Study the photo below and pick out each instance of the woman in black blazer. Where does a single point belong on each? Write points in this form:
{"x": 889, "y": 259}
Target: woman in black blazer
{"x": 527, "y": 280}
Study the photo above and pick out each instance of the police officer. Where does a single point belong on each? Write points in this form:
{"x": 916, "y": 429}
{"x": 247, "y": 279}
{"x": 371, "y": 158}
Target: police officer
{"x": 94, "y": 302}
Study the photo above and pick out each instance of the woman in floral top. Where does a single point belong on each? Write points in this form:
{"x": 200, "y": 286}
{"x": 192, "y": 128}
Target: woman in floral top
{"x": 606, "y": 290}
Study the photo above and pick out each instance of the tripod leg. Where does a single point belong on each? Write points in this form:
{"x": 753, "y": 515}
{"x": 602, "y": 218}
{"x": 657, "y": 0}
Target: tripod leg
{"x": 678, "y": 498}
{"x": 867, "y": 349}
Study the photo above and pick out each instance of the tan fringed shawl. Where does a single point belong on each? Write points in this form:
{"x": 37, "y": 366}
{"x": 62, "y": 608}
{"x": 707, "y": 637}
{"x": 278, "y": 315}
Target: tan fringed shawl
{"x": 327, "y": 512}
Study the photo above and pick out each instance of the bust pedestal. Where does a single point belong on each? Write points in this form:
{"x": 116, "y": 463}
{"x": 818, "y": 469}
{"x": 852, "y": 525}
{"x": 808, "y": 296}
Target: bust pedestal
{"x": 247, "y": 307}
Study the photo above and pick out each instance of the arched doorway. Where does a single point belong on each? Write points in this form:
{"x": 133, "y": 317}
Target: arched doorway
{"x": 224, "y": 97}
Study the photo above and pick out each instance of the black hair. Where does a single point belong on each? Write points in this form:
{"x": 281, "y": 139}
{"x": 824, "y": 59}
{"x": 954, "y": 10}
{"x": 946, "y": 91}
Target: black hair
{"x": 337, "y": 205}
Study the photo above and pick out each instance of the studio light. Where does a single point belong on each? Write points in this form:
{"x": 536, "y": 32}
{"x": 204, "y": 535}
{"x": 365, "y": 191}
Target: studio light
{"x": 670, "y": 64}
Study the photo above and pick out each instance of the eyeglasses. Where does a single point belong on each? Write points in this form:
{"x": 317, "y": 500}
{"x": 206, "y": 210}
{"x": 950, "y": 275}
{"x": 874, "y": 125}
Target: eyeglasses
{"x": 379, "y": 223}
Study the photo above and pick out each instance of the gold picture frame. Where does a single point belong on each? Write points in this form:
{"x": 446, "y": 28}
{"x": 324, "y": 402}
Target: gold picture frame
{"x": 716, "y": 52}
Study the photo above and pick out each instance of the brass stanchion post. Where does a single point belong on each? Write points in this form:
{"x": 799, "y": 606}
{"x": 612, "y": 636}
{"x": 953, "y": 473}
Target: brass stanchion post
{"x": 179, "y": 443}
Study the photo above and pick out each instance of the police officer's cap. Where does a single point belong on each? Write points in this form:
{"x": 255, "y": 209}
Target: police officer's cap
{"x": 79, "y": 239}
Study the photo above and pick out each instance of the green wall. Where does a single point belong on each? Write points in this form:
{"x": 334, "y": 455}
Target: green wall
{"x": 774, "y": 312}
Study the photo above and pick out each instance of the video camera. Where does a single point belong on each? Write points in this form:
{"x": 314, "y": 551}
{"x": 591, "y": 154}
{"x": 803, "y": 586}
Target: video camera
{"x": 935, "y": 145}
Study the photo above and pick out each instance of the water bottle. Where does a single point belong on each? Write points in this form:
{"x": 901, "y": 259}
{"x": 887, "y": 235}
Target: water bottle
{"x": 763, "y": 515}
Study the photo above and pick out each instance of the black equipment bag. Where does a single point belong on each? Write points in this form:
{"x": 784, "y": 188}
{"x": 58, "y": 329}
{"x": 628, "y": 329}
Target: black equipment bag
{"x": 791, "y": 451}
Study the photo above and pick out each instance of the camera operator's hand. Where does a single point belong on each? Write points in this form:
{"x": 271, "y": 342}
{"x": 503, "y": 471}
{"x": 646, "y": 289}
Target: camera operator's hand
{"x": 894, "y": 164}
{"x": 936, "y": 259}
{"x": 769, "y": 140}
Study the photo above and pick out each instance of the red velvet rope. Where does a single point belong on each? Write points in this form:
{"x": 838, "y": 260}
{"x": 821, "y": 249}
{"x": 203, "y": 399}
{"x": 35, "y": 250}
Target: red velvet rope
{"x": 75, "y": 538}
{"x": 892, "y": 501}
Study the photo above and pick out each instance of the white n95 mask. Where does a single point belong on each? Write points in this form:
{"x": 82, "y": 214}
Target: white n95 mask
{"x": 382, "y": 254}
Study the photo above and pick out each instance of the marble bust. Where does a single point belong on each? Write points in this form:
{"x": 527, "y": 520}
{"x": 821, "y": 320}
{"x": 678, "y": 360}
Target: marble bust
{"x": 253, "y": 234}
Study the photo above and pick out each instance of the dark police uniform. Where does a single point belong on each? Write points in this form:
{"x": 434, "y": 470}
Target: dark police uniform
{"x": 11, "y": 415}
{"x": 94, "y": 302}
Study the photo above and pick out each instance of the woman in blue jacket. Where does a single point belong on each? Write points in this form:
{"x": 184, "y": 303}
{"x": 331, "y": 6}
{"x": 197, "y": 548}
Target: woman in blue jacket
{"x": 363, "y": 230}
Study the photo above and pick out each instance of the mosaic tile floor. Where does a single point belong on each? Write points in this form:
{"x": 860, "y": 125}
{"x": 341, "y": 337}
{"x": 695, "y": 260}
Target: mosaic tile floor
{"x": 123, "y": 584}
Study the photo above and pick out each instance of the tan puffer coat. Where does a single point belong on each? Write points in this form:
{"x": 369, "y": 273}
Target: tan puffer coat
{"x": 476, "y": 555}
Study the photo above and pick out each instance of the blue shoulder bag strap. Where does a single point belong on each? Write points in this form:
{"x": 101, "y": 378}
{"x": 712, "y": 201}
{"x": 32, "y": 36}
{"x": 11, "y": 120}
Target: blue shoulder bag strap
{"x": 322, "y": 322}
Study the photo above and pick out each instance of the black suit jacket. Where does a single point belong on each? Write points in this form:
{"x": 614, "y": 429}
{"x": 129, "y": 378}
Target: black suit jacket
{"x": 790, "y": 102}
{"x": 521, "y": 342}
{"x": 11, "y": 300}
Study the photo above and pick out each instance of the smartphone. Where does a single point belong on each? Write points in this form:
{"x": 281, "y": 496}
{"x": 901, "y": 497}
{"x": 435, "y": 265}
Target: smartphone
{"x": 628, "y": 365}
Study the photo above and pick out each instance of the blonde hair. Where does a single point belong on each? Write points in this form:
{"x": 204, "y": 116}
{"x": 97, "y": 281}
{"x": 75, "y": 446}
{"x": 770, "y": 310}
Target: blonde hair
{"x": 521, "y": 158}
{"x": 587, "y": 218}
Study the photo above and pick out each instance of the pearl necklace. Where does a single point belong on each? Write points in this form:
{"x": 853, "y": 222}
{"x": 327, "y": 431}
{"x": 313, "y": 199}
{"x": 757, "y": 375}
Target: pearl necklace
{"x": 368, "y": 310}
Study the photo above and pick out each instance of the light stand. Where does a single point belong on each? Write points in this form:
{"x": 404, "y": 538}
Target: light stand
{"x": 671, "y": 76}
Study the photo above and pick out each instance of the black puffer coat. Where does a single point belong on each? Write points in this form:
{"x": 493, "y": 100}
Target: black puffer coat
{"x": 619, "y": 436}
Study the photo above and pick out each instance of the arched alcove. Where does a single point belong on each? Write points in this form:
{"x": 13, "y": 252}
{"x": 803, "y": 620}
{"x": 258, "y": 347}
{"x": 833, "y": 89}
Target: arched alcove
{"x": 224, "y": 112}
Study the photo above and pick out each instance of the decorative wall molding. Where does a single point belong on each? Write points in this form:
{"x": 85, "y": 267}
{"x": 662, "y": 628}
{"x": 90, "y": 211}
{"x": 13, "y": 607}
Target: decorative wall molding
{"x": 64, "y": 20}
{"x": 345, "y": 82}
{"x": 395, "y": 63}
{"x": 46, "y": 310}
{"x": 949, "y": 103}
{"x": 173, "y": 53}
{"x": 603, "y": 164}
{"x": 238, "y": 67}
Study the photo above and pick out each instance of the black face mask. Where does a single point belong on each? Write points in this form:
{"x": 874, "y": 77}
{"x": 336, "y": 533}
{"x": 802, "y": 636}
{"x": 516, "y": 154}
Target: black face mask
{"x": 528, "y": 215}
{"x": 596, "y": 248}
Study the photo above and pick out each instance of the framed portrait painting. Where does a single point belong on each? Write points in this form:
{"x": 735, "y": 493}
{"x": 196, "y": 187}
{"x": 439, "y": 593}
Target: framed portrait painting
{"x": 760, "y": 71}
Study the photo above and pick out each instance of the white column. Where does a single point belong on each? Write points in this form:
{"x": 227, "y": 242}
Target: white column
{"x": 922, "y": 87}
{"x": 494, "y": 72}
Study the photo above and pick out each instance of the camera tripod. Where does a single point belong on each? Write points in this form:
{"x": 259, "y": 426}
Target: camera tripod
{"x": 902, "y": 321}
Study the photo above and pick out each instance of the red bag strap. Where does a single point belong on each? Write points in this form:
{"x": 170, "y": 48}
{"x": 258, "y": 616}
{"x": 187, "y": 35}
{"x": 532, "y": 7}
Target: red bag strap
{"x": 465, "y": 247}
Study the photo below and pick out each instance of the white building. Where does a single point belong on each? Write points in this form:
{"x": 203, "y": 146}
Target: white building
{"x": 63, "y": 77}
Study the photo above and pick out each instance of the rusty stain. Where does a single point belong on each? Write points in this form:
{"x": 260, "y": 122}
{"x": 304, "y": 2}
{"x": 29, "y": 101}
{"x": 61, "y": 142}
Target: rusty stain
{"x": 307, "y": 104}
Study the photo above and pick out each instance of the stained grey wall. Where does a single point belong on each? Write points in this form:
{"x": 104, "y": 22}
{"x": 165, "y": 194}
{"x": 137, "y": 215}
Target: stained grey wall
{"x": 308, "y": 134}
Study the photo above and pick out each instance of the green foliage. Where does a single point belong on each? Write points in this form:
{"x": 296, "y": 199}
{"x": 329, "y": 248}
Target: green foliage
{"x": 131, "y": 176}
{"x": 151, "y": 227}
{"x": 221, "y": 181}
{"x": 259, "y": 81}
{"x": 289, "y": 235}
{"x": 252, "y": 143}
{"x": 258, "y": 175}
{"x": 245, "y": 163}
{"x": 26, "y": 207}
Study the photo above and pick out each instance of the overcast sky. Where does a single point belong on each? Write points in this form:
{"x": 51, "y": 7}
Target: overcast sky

****************

From the line holding "the white column." down to the final line above, quote every line exactly and only those lines.

:: RESULT OF THE TASK ::
Study the photo above and pick out each instance of the white column. Where does a single point belong on each? Write points in this form:
{"x": 227, "y": 242}
Target: white column
{"x": 922, "y": 87}
{"x": 494, "y": 72}
Study the photo above and pick out each instance of the camera tripod. Where does a single point belong on each? Write points in this form:
{"x": 259, "y": 426}
Target: camera tripod
{"x": 902, "y": 321}
Study the photo above and pick out each instance of the red bag strap. Where does a single point belong on each? Write points in this form:
{"x": 170, "y": 48}
{"x": 258, "y": 616}
{"x": 187, "y": 35}
{"x": 532, "y": 7}
Target: red bag strap
{"x": 465, "y": 247}
Study the photo below and pick out each instance of the white building. Where does a single point belong on each? Write points in this form:
{"x": 203, "y": 146}
Target: white building
{"x": 63, "y": 77}
Study the photo above and pick out each instance of the rusty stain. Where does a single point belong on each? Write points in this form:
{"x": 260, "y": 122}
{"x": 304, "y": 2}
{"x": 29, "y": 101}
{"x": 61, "y": 142}
Target: rusty stain
{"x": 307, "y": 104}
Study the photo above and pick out each instance of the stained grey wall. Where does a single point belong on each? Write points in this form:
{"x": 104, "y": 22}
{"x": 165, "y": 194}
{"x": 137, "y": 215}
Target: stained grey wall
{"x": 308, "y": 134}
Study the photo above and pick out each instance of the green foliage. Where does a single point belong on each? Write points in this form:
{"x": 296, "y": 199}
{"x": 329, "y": 248}
Target: green foliage
{"x": 131, "y": 176}
{"x": 151, "y": 227}
{"x": 221, "y": 181}
{"x": 259, "y": 81}
{"x": 289, "y": 235}
{"x": 252, "y": 143}
{"x": 258, "y": 175}
{"x": 245, "y": 163}
{"x": 26, "y": 207}
Study the photo above and pick out each instance of the overcast sky. Where does a single point belong on each? Write points in this form:
{"x": 51, "y": 7}
Target: overcast sky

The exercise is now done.